● **EXERCISE DIRECTIONS**: Repeat the stretch of records from the line containing "of the clear" through the end of the records, both ends included, and nothing else.

● **RECORDS FOR THIS EXERCISE**:
◆ ◆ ◆ ◆ ◆ ◆ ◆
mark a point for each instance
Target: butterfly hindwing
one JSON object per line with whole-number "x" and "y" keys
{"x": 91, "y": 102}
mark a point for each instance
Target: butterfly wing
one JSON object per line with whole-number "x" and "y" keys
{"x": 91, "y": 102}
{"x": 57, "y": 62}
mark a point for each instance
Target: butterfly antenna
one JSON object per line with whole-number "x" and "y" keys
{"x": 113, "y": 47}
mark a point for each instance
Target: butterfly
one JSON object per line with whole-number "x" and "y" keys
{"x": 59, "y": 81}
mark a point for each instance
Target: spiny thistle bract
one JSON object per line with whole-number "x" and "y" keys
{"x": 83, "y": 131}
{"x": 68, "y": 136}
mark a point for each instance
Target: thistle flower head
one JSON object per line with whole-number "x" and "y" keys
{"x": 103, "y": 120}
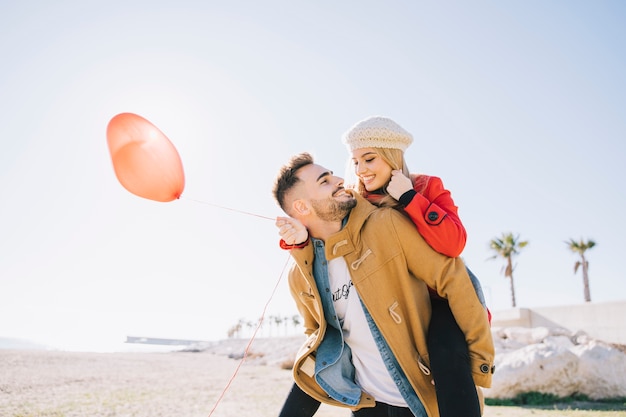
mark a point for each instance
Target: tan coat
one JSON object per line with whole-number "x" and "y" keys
{"x": 385, "y": 254}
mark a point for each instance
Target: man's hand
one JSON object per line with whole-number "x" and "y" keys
{"x": 399, "y": 184}
{"x": 291, "y": 230}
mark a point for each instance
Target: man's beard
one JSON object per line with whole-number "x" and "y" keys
{"x": 332, "y": 210}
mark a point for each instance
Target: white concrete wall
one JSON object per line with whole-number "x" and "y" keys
{"x": 602, "y": 321}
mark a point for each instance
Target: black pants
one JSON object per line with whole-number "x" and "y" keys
{"x": 450, "y": 364}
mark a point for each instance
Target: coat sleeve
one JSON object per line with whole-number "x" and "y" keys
{"x": 434, "y": 213}
{"x": 449, "y": 278}
{"x": 302, "y": 292}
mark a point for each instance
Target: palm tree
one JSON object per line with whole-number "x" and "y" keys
{"x": 507, "y": 246}
{"x": 580, "y": 248}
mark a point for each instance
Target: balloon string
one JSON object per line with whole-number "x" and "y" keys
{"x": 256, "y": 330}
{"x": 231, "y": 209}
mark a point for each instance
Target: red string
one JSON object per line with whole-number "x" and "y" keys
{"x": 231, "y": 209}
{"x": 246, "y": 351}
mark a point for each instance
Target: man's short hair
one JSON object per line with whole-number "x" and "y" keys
{"x": 287, "y": 177}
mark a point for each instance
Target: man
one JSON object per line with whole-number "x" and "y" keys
{"x": 361, "y": 288}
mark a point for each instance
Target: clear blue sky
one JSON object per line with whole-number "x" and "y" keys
{"x": 519, "y": 106}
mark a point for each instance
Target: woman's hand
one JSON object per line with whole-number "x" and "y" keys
{"x": 399, "y": 184}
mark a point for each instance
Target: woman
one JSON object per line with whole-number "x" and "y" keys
{"x": 377, "y": 146}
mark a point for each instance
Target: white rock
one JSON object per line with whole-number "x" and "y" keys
{"x": 555, "y": 361}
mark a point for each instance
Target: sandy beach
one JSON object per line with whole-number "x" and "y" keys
{"x": 190, "y": 384}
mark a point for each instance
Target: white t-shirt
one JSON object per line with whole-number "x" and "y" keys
{"x": 371, "y": 373}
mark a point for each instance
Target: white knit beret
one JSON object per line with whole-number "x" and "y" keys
{"x": 377, "y": 132}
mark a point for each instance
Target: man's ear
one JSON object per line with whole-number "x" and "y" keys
{"x": 301, "y": 207}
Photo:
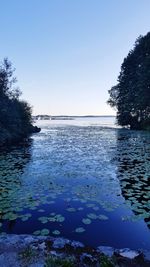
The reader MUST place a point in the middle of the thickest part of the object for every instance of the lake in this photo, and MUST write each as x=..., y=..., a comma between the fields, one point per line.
x=83, y=179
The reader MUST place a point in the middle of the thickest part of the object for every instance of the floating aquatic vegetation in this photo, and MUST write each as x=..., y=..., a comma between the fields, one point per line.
x=92, y=216
x=80, y=230
x=56, y=232
x=102, y=217
x=86, y=221
x=44, y=231
x=71, y=209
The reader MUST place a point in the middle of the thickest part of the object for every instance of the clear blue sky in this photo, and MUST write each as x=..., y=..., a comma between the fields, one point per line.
x=67, y=53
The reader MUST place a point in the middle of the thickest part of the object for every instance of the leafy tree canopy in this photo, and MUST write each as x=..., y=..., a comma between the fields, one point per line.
x=131, y=95
x=15, y=114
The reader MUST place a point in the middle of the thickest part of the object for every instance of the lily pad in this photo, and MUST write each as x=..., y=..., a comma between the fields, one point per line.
◆ ◆ ◆ ◆ ◆ ◆ ◆
● **RESULT FOR THIS EXERCISE**:
The reader MUST place a point in the middle of the thickest part of the object for every instance of the clear blue sky in this photo, and MUST write each as x=..., y=..., a comma between the fields, one point per line.
x=67, y=53
The reader MUST place a point in the middle of the thickest part of the object for every instance of the leafy tree canopy in this photo, and MUST write each as x=..., y=..., a comma between the fields, one point per line.
x=131, y=95
x=15, y=114
The reader MUST place a point in the middle of the thickest part of the object for every instance of the lily pad in this photo, and MUST write each as x=..., y=..., a comma between the fields, one point per line.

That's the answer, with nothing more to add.